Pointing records
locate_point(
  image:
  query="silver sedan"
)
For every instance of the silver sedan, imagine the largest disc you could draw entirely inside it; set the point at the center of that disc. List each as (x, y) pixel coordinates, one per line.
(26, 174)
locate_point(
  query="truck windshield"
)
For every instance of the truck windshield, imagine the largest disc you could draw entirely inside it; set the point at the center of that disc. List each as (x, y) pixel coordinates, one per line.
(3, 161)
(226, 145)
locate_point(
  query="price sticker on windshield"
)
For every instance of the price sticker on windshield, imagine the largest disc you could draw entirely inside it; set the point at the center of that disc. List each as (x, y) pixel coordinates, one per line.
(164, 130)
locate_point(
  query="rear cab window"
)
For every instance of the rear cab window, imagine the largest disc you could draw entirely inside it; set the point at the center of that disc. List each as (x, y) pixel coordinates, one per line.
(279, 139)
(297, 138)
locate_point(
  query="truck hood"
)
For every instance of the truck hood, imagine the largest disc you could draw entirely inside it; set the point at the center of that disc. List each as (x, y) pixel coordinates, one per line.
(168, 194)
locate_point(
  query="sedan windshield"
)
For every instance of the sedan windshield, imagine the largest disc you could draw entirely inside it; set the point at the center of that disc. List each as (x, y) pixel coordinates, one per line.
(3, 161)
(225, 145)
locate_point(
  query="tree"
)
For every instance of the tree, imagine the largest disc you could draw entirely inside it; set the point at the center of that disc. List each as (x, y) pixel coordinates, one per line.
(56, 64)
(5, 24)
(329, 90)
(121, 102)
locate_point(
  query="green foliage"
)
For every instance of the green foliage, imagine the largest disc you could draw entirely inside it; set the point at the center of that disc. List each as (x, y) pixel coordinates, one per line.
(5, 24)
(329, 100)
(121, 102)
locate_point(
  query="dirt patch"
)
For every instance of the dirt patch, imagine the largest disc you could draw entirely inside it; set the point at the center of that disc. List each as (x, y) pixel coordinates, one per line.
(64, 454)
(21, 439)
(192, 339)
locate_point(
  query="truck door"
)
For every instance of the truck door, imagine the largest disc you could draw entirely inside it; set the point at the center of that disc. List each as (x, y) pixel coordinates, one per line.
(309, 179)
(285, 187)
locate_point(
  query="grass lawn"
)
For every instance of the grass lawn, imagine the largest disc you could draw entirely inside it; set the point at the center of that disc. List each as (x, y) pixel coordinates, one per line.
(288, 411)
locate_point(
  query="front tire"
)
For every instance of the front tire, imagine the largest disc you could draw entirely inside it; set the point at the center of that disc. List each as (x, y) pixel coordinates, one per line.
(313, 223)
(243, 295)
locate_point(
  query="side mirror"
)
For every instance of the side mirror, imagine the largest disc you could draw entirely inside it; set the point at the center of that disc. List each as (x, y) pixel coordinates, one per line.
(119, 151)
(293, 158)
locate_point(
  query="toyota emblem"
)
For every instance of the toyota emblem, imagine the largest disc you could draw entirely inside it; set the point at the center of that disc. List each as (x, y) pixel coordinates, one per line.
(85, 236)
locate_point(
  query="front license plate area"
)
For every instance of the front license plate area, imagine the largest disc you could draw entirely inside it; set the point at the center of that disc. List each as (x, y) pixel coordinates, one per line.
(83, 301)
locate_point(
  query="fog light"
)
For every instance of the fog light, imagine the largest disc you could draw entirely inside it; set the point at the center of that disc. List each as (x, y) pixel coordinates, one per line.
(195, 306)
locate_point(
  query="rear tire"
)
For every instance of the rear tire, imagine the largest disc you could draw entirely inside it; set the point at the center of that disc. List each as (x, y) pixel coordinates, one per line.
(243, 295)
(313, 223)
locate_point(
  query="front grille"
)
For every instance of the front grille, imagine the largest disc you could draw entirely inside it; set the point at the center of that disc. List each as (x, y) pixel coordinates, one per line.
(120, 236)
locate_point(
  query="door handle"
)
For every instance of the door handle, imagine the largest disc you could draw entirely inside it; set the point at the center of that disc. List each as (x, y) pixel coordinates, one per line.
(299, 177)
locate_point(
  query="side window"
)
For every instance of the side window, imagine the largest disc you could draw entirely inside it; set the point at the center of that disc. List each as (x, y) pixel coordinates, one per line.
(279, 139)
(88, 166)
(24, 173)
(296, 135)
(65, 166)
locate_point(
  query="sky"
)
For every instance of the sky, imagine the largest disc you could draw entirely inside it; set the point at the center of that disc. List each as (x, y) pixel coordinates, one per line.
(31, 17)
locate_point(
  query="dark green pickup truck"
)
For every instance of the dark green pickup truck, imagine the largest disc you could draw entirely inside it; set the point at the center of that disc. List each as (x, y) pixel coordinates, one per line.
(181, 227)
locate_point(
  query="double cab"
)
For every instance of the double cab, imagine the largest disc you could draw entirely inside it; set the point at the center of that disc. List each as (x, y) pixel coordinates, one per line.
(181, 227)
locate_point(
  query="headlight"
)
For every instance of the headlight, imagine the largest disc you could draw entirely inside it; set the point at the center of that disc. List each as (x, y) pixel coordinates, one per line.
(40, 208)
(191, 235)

#### DESCRIPTION OF THE TASK:
Restate the data above word for word, please.

#### RESULT OF THE TASK:
locate_point(
  image:
  query="silver sedan"
)
For every instance of the silver sedan, imagine the largest disc you could draw entirely inside it; set the point at the center of that disc. List each as (x, y) pixel coordinates, one per line.
(26, 174)
locate_point(
  query="truck windshield"
)
For every instance of the truck windshield, imagine the largest disc you could draw entirely inside it; set the point at the center of that disc. List each as (x, y) pixel coordinates, one per line.
(3, 161)
(226, 145)
locate_point(
  query="price sticker on windshield"
)
For every instance of the price sticker on windshield, imagine the largest disc you could draw entirely inside it; set the point at the center of that disc. List each as (x, y) pixel coordinates, one per line.
(164, 130)
locate_point(
  query="rear cab window"
)
For every instance of the rear cab window, imagine the largest disc you could draw entirely inside it; set the point at the center of that disc. List each as (x, y) pixel coordinates, one per line.
(279, 139)
(297, 138)
locate_point(
  query="truck hood"
)
For every instance of the truck hood, imagine the largest disc you could draw entirely inside it; set the point at the center of that disc. List each as (x, y) pixel coordinates, one per line.
(168, 194)
locate_point(
  query="sedan windshield"
)
For every instance of the sedan windshield, imagine the largest disc you could draw entirely inside it; set the point at the center of that disc. List each as (x, y) pixel coordinates, one per line.
(3, 161)
(225, 145)
locate_point(
  query="tree"
)
For every instance of the tree, imagine the largest disc you could draw entirely inside it; set the point at the center of that disc. List each as (x, y) pixel coordinates, one per line.
(56, 64)
(5, 24)
(329, 90)
(121, 102)
locate_point(
  query="green foliage"
)
For every instance of the green foliage, imagine the largest disc you could draw entirely inside it; set the point at the center of that disc. List each as (x, y) pixel coordinates, one per line.
(5, 24)
(329, 100)
(121, 102)
locate_point(
  query="dirt patch"
)
For every instance of the dirt patch, imagine the largest disc you could draw entirely inside it; set the point at the center of that disc. List each as (x, y) pixel coordinates, one per line.
(64, 454)
(21, 439)
(192, 339)
locate_point(
  query="truck door"
)
For every instance of the truck door, imagine the largest disc you could draw entirely inside it; set the point at the center of that disc. List each as (x, y) pixel coordinates, one per line.
(309, 179)
(285, 187)
locate_point(
  query="grass lawn"
)
For every instance of the grass lawn, imagine the largest disc you could draw entirely inside it; set the point at the center of that disc. List each as (x, y) pixel coordinates, one per line.
(288, 411)
locate_point(
  query="front tire"
)
For every instance of the front tire, imagine the largest disc you could draw entirely inside it; set the point at the center of that disc. List each as (x, y) pixel coordinates, one per line.
(313, 223)
(243, 295)
locate_point(
  query="side mirror"
)
For every instance of the side mirror, imagine the largest disc you could draw entirely inside it; set the point at the center of that disc. List each as (x, y) pixel coordinates, one per line.
(119, 151)
(293, 158)
locate_point(
  query="toyota emblem"
)
For every instance of the toyota emblem, imagine the largest disc you could draw entirely inside it; set the point at the center of that disc. List each as (x, y) pixel coordinates, one per line.
(85, 236)
locate_point(
  query="front license plate area"
)
For every instance of the front license plate area, imagine the largest disc you could draw entirely inside it; set the point at the center of that disc. List each as (x, y) pixel coordinates, one per line.
(83, 301)
locate_point(
  query="fog light"
)
For every instance of the fog light, imagine the largest disc you could draw entirely inside it; set the point at the center of that disc. List each as (x, y) pixel coordinates, one per line.
(195, 306)
locate_point(
  query="rear tire"
)
For every instance of the rear tire, imagine the largest disc you could draw entirely inside it; set the point at the center of that disc. List each as (x, y) pixel coordinates, one per line.
(243, 295)
(313, 223)
locate_point(
  query="front grille"
)
For every instance of the front grille, imagine the largest disc you could draw entirely inside it; set the point at the center of that disc. List each as (x, y) pixel coordinates, one per line.
(120, 236)
locate_point(
  query="door handle"
)
For every instance of the door handle, imagine the largest disc you could draw entirely inside it; set the point at the center of that disc. List each as (x, y) pixel coordinates, one per line.
(299, 177)
locate_point(
  query="side window"
)
For every instance of the side window, imagine the largest disc you could draw entirely inside it; set the point at the center of that disc. List each as (x, y) pixel coordinates, one per line.
(279, 139)
(88, 166)
(24, 173)
(296, 135)
(65, 166)
locate_point(
  query="sky"
)
For every instance of the sky, imagine the largest disc you could draw entirely inside it; set the point at the center of that disc. List each as (x, y) pixel coordinates, one per line.
(31, 17)
locate_point(
  query="dark green pickup truck"
)
For every instance of the dark green pickup truck, imagine the largest disc you could draw entirely inside it; set the point at the center of that disc. List each as (x, y) pixel coordinates, one per line.
(181, 227)
locate_point(
  query="double cab"
)
For every instance of the double cab, imagine the largest disc you could draw entirely inside it; set the point at the center of that disc. List each as (x, y) pixel coordinates, one per line.
(181, 227)
locate_point(
  query="headlight"
)
For every instance of the headlight, imagine the largest disc you could draw entirely inside it; set the point at the center of that disc. List each as (x, y) pixel coordinates, one per line.
(40, 208)
(191, 235)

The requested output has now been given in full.